### Instructions for the task
Transcribe the records word for word, leaving nothing out.

### Records drawn from a dataset
····················
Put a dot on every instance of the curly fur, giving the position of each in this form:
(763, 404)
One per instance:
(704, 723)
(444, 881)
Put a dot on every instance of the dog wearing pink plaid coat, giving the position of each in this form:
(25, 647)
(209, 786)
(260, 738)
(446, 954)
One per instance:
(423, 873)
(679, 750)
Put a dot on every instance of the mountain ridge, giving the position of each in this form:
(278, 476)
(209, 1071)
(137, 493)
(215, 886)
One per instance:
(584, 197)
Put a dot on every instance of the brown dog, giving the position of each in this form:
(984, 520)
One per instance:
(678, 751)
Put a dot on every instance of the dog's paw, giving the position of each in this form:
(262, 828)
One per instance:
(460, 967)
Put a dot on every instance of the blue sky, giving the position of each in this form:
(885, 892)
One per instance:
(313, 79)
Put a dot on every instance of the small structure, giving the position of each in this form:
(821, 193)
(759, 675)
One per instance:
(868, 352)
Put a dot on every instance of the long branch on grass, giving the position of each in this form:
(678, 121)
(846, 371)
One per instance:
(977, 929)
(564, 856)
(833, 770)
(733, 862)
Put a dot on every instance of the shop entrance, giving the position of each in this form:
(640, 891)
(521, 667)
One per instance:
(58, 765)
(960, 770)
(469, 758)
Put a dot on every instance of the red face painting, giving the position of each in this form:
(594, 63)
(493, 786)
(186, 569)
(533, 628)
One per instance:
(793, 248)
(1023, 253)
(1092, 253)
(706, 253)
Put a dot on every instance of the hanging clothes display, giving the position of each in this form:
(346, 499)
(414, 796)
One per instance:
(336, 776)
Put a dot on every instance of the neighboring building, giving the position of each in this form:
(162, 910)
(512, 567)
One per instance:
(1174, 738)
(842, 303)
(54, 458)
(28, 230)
····················
### Task answer
Put a dot on every instance of the curly fur, giving the position of each in this form:
(763, 404)
One per instance:
(704, 723)
(444, 881)
Put a dot on every instance of the dog wearing pink plaid coat, giving the position of each in this form:
(25, 647)
(209, 786)
(260, 738)
(446, 954)
One per instance:
(423, 873)
(679, 750)
Put a dot on every instance of the mountain ridge, giving the position of each in this form:
(278, 476)
(209, 1071)
(137, 493)
(215, 886)
One per instance:
(584, 197)
Put a dot on every instance of the brown dog, giving the position of each in this form:
(984, 520)
One per instance:
(678, 751)
Put a dot on every instance of the dog's paw, giving the position of each in this form:
(262, 828)
One per instance:
(460, 967)
Put a dot on every instance of the blue sky, giving the position of each in this form:
(885, 892)
One per instance:
(313, 79)
Put a dot on every instance of the small structure, giving the position of each in this form:
(821, 193)
(759, 675)
One per instance:
(868, 352)
Put a dot on every instance of the long branch on grass, giving the position of each in this form:
(678, 121)
(846, 371)
One per instance:
(977, 929)
(564, 856)
(833, 770)
(733, 862)
Put a dot on every instance of the shop entrance, giving the position of each in this form:
(640, 891)
(521, 667)
One per instance:
(58, 765)
(960, 770)
(469, 758)
Put a dot on every instance of the red face painting, giving the position of each in this form:
(594, 63)
(493, 786)
(186, 569)
(533, 628)
One per instance:
(793, 248)
(1023, 253)
(1092, 253)
(706, 253)
Put a dot on every instance of the hanging clothes display, giving the position of each in this form:
(346, 499)
(414, 796)
One per instance:
(336, 776)
Put a dot on every instance of the neighboring building, giving the position of each in this form:
(162, 910)
(512, 567)
One per instance:
(1174, 738)
(842, 303)
(54, 458)
(28, 230)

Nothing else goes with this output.